**Work to be completed:** Copy every line of the data below in full, from the line with "find the blue" up to and including the line with "[51,43,81,55]", and shift each bounding-box coordinate in that span up by 147.

--- START OF Material for this task ---

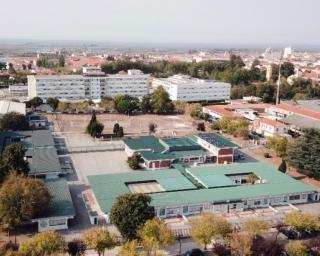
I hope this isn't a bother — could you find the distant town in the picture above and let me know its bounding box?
[0,41,320,256]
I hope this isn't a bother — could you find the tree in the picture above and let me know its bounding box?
[46,98,59,110]
[243,220,268,238]
[19,231,67,256]
[151,86,174,114]
[113,123,120,134]
[118,240,142,256]
[0,173,50,230]
[138,218,175,255]
[140,95,153,113]
[110,194,155,240]
[26,97,43,108]
[1,143,29,177]
[113,94,139,114]
[278,159,287,173]
[127,152,144,170]
[86,112,104,137]
[0,112,29,131]
[267,136,288,157]
[287,129,320,179]
[82,227,116,256]
[149,123,157,134]
[191,213,232,249]
[68,239,86,256]
[285,211,320,232]
[286,241,310,256]
[229,231,252,256]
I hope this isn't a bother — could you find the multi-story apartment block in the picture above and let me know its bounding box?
[28,70,149,101]
[152,75,231,102]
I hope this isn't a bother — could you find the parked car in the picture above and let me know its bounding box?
[184,248,204,256]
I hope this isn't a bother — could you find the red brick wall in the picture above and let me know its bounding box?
[219,148,233,156]
[218,156,232,164]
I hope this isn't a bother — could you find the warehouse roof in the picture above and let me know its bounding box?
[34,179,75,218]
[196,133,238,148]
[88,163,315,213]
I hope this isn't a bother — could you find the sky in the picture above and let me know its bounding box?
[0,0,320,45]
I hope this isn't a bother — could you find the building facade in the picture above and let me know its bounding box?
[28,70,149,101]
[152,75,231,102]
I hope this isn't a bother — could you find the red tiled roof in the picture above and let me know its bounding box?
[272,103,320,120]
[260,118,288,128]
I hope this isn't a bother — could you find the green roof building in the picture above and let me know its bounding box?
[88,163,319,220]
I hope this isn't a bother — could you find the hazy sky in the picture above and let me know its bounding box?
[0,0,320,45]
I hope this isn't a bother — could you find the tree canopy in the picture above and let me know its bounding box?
[19,231,67,256]
[287,129,320,179]
[110,193,155,240]
[0,173,50,228]
[0,112,29,131]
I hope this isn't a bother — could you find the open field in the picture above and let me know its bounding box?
[47,114,195,136]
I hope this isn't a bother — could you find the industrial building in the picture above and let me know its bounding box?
[28,69,149,101]
[88,163,319,221]
[123,133,238,169]
[152,75,231,102]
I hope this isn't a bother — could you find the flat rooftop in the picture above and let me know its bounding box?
[88,163,315,213]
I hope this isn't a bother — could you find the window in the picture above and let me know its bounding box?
[289,195,300,201]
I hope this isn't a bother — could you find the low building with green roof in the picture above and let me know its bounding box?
[32,178,75,231]
[88,163,319,220]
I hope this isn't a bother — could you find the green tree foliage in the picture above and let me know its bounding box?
[138,218,175,255]
[86,112,104,137]
[118,240,143,256]
[0,112,29,131]
[278,159,287,173]
[152,86,174,114]
[46,98,59,110]
[191,213,232,249]
[82,227,116,256]
[0,173,50,229]
[113,94,139,114]
[26,97,43,108]
[267,136,288,157]
[0,143,29,180]
[110,193,155,240]
[127,152,143,170]
[286,241,310,256]
[140,95,153,113]
[19,231,67,256]
[287,129,320,179]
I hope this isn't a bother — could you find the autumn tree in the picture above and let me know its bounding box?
[82,227,116,256]
[243,219,268,238]
[285,211,320,232]
[0,112,29,131]
[138,218,174,255]
[19,231,67,256]
[110,193,155,240]
[118,240,142,256]
[0,173,50,233]
[191,213,232,249]
[286,241,310,256]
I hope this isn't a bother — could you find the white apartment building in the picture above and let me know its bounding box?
[28,70,149,101]
[152,75,231,102]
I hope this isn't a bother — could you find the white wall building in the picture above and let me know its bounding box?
[152,75,231,102]
[28,70,149,101]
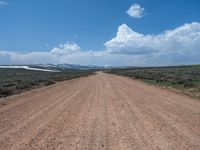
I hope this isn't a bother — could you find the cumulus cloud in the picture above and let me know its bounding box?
[0,22,200,66]
[0,0,8,6]
[51,42,81,55]
[126,4,144,18]
[105,22,200,58]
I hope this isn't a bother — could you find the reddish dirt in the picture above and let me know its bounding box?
[0,73,200,150]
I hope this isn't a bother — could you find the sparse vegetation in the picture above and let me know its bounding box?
[0,69,94,98]
[106,65,200,99]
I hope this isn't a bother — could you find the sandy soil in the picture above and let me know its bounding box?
[0,73,200,150]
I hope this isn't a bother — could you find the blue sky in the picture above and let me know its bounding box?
[0,0,200,65]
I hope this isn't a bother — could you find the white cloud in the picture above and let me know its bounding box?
[0,0,8,6]
[105,22,200,58]
[126,4,144,18]
[0,22,200,66]
[51,43,81,55]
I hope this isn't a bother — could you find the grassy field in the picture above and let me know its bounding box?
[0,69,94,98]
[105,65,200,99]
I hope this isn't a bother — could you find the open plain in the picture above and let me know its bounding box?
[0,72,200,150]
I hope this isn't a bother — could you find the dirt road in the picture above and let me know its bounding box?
[0,73,200,150]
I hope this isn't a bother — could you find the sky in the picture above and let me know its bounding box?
[0,0,200,66]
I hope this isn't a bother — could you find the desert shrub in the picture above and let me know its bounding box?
[0,88,13,97]
[44,80,55,86]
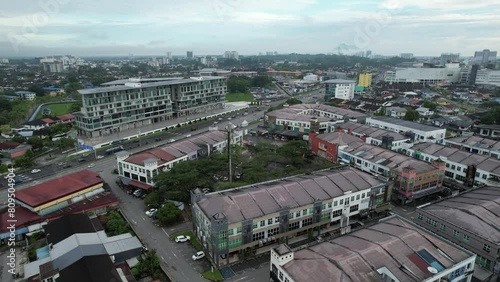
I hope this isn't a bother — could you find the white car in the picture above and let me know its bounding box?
[146,209,158,217]
[192,251,205,260]
[175,235,191,243]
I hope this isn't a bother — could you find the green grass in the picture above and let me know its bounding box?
[170,230,203,251]
[35,102,74,119]
[226,93,254,102]
[201,269,224,281]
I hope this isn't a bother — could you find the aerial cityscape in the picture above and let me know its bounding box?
[0,0,500,282]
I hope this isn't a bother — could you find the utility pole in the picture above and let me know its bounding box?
[227,123,233,182]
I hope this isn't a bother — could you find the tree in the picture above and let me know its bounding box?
[144,191,161,208]
[403,109,420,121]
[106,211,128,235]
[156,203,181,225]
[286,98,302,105]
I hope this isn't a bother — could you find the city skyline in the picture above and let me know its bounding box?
[0,0,500,57]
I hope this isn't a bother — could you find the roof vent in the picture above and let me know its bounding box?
[427,266,437,274]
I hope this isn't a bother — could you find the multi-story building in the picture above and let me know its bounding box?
[415,187,500,281]
[366,116,446,143]
[443,136,500,159]
[270,216,476,282]
[75,77,227,137]
[16,91,36,101]
[476,69,500,86]
[384,63,461,84]
[402,143,500,188]
[338,138,445,204]
[116,130,243,187]
[358,72,372,87]
[471,49,497,65]
[191,168,391,266]
[323,79,356,101]
[264,104,366,133]
[330,121,412,151]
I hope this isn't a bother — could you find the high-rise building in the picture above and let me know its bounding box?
[439,53,460,65]
[224,51,240,60]
[358,73,372,87]
[75,77,227,137]
[472,49,497,65]
[399,53,413,59]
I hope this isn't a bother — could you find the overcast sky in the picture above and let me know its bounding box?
[0,0,500,57]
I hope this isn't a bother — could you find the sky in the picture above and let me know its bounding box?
[0,0,500,57]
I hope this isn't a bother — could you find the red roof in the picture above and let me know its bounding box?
[42,118,55,123]
[57,114,75,121]
[128,180,153,190]
[16,169,103,207]
[125,148,176,165]
[0,142,21,150]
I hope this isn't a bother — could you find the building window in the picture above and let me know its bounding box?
[483,244,490,253]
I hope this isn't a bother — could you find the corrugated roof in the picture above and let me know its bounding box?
[197,168,383,224]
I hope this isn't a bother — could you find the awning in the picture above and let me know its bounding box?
[128,180,153,191]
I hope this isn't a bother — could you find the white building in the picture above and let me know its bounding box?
[324,79,356,101]
[116,130,243,189]
[270,216,476,282]
[366,117,446,143]
[476,69,500,86]
[384,63,461,84]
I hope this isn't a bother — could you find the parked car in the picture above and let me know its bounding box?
[175,235,191,243]
[146,209,158,217]
[192,251,205,260]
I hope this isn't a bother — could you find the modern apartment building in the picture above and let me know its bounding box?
[191,168,391,266]
[323,79,356,101]
[384,63,461,84]
[75,77,227,137]
[338,138,445,205]
[358,73,372,87]
[330,121,412,151]
[403,143,500,187]
[269,216,476,282]
[366,116,446,143]
[415,187,500,281]
[116,130,243,187]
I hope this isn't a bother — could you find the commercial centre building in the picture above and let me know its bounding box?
[415,187,500,281]
[270,216,476,282]
[191,168,391,266]
[366,116,446,143]
[75,77,227,137]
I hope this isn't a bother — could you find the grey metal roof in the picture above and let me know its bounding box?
[371,116,442,132]
[197,168,384,224]
[78,76,225,95]
[277,216,473,282]
[421,187,500,244]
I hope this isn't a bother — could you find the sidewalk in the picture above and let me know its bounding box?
[78,102,248,148]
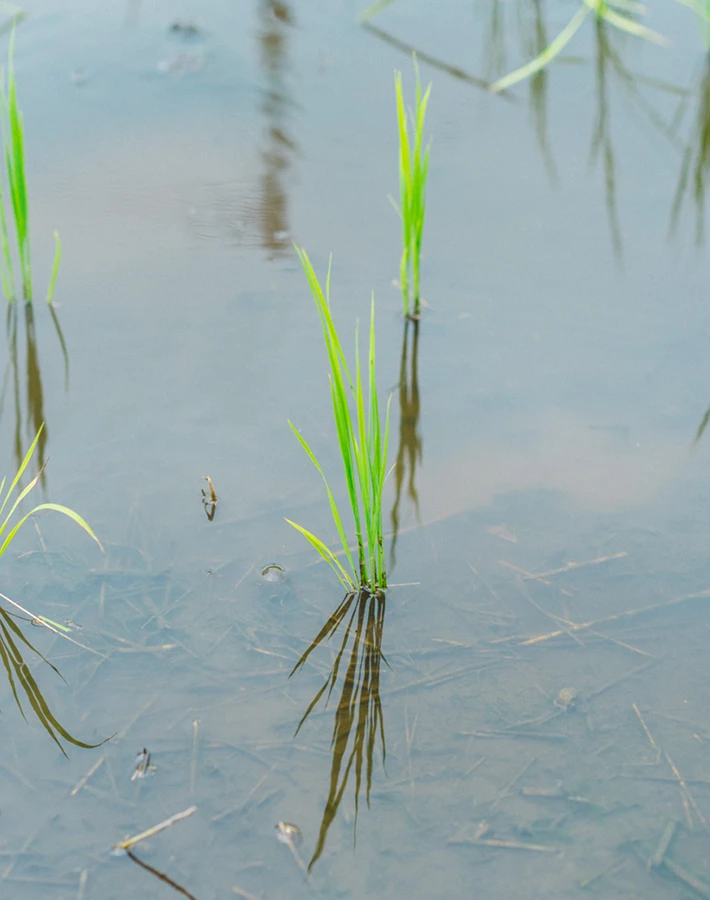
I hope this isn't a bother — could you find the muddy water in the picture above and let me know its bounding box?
[0,0,710,900]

--- END OF Material for this task ---

**Solution for this exercise:**
I hope this isn't a bother — could you find the blue sky in the picture above and let me know its bounding box?
[147,147,347,212]
I hope this isn't a bother — could you find the white cloud in the picture above and let me know its bounding box?
[147,147,155,153]
[252,169,347,205]
[273,151,291,165]
[147,169,347,213]
[198,190,228,202]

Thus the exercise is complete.